## Extracted information:
•••

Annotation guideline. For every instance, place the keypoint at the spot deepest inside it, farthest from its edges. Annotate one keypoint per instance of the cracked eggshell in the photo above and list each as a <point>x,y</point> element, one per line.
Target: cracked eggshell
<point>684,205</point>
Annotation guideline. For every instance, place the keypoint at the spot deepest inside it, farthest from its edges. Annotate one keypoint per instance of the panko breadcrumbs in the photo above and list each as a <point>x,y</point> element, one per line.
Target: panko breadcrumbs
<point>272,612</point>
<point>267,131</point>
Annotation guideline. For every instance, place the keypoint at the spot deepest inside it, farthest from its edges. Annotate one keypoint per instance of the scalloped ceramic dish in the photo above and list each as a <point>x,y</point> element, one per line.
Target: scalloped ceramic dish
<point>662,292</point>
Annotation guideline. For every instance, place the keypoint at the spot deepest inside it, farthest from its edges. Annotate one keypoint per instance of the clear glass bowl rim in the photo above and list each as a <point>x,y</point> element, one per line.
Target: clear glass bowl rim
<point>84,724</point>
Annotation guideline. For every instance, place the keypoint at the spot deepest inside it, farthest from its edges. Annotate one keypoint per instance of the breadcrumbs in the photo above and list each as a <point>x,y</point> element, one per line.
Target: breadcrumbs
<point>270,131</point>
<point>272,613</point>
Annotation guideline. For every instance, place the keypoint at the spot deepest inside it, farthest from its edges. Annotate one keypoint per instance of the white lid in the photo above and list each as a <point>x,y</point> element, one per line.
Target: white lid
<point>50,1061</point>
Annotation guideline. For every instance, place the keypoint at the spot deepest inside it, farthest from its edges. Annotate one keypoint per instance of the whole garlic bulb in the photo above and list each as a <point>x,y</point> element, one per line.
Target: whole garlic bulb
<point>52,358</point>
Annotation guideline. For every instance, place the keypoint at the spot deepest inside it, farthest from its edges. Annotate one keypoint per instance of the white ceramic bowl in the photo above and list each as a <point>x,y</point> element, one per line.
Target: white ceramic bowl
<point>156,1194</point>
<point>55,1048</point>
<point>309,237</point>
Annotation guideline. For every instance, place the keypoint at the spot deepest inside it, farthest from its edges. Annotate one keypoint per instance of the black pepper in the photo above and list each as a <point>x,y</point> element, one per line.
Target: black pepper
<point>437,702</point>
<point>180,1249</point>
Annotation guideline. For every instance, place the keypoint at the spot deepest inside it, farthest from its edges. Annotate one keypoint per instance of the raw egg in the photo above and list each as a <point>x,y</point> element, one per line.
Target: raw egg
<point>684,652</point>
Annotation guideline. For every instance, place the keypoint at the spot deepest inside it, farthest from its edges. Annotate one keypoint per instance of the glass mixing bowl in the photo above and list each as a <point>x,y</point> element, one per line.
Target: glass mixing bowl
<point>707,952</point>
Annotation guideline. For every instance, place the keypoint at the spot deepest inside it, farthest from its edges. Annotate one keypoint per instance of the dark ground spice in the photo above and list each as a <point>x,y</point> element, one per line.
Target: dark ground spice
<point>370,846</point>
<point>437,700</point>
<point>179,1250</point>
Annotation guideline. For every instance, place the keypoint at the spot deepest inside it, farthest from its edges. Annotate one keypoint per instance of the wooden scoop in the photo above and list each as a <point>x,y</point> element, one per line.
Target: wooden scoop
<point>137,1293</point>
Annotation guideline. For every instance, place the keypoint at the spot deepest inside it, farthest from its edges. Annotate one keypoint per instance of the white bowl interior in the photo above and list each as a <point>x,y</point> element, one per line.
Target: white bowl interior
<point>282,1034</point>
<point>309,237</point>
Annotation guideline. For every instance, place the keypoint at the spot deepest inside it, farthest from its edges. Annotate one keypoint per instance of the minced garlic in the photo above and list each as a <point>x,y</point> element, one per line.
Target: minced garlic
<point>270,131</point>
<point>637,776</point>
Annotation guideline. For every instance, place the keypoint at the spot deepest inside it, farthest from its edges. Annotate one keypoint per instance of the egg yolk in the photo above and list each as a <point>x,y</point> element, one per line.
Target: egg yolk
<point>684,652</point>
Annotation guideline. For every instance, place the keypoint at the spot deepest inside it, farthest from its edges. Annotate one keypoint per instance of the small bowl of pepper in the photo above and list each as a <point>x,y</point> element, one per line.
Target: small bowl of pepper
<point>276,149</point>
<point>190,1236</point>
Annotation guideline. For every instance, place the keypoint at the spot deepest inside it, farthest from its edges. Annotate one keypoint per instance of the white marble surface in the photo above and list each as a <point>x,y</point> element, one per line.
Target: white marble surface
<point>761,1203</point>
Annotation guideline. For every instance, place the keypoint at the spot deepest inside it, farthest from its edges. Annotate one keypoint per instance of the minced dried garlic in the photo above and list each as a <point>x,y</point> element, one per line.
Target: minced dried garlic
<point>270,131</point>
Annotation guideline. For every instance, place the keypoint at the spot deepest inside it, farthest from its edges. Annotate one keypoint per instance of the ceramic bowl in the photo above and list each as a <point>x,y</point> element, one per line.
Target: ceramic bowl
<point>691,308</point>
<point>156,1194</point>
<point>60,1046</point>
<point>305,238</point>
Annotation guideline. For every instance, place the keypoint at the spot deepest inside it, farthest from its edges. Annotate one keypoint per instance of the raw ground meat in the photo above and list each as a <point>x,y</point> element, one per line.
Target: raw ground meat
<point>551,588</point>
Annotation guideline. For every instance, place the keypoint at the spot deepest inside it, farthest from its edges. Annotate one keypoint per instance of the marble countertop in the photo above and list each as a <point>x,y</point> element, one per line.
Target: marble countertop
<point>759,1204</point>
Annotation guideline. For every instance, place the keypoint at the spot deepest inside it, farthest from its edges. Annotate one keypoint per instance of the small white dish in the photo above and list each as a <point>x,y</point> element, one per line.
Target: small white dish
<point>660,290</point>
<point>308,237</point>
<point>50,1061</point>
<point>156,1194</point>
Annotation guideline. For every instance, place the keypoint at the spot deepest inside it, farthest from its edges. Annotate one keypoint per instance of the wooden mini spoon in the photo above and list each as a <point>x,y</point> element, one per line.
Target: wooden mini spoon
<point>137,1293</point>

•••

## Exercise details:
The answer must be exactly the lines from the one containing "Target: marble countertop" through the final line of the data, both ends included, and nothing else.

## Answer to this exercise:
Target: marble countertop
<point>759,1204</point>
Annotation guideline. For every instance, place the keypoint at the spot deepest inside it, farthest from its edges. Annotate one keypoint per instance of the small white dish in the photo above and list each as a <point>x,y</point> element, one per line.
Target: small white dish
<point>660,290</point>
<point>308,237</point>
<point>50,1061</point>
<point>156,1194</point>
Annotation guideline. For every instance, place the keypoint at the spot deepest inside it, farthest from its edges. Annotate one keypoint per instance of the wooden mini spoon in the photo above and list each as a <point>x,y</point> element, one per line.
Target: wooden mini spoon
<point>137,1293</point>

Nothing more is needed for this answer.